• _GOAL_:
Pull out every line of the items below that contains the word "white", and list those lines in the order they appear.

• _EXTRACTED ENTRIES_:

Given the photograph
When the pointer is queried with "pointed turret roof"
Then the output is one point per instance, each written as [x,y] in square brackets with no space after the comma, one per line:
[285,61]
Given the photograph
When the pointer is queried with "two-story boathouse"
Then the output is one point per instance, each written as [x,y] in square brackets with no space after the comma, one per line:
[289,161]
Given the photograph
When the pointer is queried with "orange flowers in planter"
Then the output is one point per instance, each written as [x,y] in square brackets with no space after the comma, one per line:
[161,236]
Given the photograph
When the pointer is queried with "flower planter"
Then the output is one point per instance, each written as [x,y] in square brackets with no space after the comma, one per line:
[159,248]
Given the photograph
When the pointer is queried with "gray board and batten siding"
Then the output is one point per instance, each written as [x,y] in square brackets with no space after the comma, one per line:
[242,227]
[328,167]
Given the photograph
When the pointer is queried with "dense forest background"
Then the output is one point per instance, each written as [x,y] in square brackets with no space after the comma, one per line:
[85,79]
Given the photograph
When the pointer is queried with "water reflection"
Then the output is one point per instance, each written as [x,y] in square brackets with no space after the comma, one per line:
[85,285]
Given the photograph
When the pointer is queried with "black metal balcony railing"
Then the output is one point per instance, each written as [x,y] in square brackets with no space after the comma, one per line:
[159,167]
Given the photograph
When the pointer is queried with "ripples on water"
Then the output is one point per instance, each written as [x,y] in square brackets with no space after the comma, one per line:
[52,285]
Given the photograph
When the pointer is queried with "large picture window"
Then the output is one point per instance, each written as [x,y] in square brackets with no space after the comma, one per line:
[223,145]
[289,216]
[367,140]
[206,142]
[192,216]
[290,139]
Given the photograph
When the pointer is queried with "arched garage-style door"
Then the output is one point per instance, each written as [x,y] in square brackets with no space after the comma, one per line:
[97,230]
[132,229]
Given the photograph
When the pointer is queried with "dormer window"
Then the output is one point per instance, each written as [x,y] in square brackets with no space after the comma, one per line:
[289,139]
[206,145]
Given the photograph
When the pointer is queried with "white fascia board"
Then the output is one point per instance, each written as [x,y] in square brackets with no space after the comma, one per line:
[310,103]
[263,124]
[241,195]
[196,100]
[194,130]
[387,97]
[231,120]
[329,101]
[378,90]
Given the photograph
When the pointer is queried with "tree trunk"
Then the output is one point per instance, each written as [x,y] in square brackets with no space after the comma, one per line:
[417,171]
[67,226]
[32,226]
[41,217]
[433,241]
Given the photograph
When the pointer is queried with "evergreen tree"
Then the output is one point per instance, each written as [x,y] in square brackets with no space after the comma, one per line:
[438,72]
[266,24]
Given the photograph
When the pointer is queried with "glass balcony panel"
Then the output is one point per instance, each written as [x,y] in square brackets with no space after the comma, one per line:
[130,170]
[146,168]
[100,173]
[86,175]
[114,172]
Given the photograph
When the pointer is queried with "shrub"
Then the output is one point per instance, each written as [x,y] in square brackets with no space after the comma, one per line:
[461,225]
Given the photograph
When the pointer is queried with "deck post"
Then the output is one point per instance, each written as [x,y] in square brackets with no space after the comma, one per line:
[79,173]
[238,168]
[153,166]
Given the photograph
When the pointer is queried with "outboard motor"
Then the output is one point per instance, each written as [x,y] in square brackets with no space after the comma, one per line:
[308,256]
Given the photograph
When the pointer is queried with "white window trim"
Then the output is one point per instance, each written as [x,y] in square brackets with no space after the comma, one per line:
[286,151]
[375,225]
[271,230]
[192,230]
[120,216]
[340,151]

* * *

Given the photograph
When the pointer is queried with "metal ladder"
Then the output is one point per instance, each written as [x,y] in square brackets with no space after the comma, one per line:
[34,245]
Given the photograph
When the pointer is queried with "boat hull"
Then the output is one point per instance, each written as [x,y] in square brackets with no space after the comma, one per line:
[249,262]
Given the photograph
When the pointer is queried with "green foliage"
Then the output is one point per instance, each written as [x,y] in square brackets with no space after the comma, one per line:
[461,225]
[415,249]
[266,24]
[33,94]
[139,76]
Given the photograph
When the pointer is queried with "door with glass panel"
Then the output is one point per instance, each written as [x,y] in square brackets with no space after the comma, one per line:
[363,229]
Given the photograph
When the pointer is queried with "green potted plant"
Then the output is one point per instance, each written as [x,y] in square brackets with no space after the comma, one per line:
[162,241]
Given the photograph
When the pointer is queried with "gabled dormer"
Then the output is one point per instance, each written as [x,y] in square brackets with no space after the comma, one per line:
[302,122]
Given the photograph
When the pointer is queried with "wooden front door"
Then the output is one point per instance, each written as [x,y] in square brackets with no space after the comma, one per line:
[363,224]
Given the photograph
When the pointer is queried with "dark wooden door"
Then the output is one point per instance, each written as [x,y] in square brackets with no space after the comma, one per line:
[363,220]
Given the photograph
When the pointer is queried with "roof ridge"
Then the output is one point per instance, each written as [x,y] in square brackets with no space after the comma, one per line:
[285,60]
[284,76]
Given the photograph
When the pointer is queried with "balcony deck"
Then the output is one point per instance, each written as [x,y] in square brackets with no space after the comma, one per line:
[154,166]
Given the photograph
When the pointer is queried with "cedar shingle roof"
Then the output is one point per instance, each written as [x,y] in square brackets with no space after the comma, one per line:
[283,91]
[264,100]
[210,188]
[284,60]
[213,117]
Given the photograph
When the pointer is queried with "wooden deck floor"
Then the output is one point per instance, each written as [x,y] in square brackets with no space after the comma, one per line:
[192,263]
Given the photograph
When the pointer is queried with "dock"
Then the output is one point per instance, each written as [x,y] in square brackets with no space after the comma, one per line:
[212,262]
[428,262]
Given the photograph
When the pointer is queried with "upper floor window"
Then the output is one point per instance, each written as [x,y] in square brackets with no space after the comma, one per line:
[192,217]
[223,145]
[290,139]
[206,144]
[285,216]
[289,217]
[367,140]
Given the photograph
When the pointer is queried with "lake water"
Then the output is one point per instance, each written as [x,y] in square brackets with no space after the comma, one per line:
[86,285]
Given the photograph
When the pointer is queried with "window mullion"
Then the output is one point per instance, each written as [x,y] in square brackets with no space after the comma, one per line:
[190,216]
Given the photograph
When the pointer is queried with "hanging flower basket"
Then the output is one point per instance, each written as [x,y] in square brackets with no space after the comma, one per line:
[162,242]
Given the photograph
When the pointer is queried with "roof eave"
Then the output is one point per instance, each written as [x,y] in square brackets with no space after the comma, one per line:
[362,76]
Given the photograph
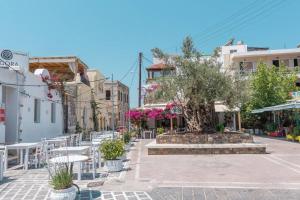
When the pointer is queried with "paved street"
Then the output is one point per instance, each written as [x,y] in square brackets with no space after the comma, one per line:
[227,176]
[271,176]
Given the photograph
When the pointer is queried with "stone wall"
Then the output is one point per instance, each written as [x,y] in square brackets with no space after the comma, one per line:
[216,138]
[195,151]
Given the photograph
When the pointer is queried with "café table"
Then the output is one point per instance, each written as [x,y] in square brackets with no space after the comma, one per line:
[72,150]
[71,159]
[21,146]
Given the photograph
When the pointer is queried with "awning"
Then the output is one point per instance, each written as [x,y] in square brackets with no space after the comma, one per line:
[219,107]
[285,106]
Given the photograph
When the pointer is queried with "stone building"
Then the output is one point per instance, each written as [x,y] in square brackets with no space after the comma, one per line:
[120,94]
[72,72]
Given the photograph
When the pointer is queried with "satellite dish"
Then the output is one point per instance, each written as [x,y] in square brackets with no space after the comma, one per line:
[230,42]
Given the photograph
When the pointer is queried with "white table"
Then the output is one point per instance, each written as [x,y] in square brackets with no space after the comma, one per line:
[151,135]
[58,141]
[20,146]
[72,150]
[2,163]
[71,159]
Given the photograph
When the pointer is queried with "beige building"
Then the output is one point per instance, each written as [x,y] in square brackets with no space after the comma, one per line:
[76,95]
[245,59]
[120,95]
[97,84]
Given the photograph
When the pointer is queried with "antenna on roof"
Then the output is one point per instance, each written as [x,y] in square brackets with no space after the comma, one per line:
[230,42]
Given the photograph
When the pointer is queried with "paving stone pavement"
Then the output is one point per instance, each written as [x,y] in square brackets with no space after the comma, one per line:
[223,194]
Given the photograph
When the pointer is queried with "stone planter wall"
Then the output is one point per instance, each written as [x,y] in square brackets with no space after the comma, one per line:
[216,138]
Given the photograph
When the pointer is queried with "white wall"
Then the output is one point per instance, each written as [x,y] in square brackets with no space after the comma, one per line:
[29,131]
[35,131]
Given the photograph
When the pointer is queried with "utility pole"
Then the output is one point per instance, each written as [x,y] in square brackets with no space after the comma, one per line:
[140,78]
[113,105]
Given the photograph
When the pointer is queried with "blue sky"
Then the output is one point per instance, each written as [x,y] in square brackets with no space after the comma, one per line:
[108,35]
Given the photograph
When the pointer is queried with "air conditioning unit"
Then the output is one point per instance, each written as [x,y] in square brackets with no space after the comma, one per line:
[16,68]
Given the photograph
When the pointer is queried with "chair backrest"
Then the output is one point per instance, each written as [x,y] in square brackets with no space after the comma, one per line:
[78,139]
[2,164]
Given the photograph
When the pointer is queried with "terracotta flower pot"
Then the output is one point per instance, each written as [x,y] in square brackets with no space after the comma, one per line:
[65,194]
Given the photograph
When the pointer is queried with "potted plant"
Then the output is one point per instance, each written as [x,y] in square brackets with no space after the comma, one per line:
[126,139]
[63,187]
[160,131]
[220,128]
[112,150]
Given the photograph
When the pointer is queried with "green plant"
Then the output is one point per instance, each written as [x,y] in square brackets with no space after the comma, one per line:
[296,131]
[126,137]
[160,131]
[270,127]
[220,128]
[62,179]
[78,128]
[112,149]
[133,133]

--

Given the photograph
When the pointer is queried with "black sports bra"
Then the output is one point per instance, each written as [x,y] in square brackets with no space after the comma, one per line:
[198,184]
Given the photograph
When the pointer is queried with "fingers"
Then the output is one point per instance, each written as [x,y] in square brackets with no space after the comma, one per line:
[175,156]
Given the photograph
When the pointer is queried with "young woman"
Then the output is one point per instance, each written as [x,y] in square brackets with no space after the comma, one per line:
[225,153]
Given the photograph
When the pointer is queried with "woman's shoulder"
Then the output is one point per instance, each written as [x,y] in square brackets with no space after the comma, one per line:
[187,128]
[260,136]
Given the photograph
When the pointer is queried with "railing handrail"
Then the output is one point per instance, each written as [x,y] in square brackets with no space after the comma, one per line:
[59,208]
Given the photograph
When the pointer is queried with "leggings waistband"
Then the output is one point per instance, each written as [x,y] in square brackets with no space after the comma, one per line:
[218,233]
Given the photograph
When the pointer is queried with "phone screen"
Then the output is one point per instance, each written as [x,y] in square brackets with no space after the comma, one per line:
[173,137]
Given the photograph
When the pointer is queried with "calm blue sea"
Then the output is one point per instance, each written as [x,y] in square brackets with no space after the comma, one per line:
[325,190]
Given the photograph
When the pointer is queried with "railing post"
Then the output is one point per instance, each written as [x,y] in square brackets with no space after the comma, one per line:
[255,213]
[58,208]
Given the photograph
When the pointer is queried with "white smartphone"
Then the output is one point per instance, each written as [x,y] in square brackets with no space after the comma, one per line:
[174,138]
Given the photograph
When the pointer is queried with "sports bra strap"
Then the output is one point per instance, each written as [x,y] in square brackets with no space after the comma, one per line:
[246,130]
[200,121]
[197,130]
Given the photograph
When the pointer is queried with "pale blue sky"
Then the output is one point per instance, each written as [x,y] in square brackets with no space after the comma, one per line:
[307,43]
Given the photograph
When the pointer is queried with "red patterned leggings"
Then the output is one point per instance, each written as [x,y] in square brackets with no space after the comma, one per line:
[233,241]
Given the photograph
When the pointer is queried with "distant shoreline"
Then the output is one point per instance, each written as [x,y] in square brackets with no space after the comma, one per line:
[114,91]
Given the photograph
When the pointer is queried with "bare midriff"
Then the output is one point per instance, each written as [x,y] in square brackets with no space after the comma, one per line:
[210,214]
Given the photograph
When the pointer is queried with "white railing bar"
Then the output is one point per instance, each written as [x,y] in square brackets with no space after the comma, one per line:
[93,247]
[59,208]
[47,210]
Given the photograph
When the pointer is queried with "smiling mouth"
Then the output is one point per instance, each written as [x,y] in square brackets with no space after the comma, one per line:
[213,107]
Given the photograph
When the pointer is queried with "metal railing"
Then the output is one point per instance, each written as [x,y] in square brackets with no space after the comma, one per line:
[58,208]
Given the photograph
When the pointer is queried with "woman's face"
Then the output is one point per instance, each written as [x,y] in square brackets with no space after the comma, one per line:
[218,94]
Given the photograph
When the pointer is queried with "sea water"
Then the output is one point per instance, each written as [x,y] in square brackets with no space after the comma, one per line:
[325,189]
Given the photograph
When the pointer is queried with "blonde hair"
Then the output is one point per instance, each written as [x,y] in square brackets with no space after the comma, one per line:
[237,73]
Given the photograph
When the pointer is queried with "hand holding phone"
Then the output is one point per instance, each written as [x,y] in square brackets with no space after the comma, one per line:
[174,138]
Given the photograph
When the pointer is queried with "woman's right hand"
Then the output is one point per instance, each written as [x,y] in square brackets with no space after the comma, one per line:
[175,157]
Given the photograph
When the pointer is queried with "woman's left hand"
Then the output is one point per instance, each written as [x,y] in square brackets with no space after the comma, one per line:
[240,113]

• _ANSWER FOR THIS EXERCISE_:
When the pointer is queried with "white fascia board"
When the pointer is queried with "white window trim"
When the pointer is queried with "white table"
When the pointer is queried with "white wall"
When the pointer is queried with "white smartphone"
When the pointer is queried with "white railing bar"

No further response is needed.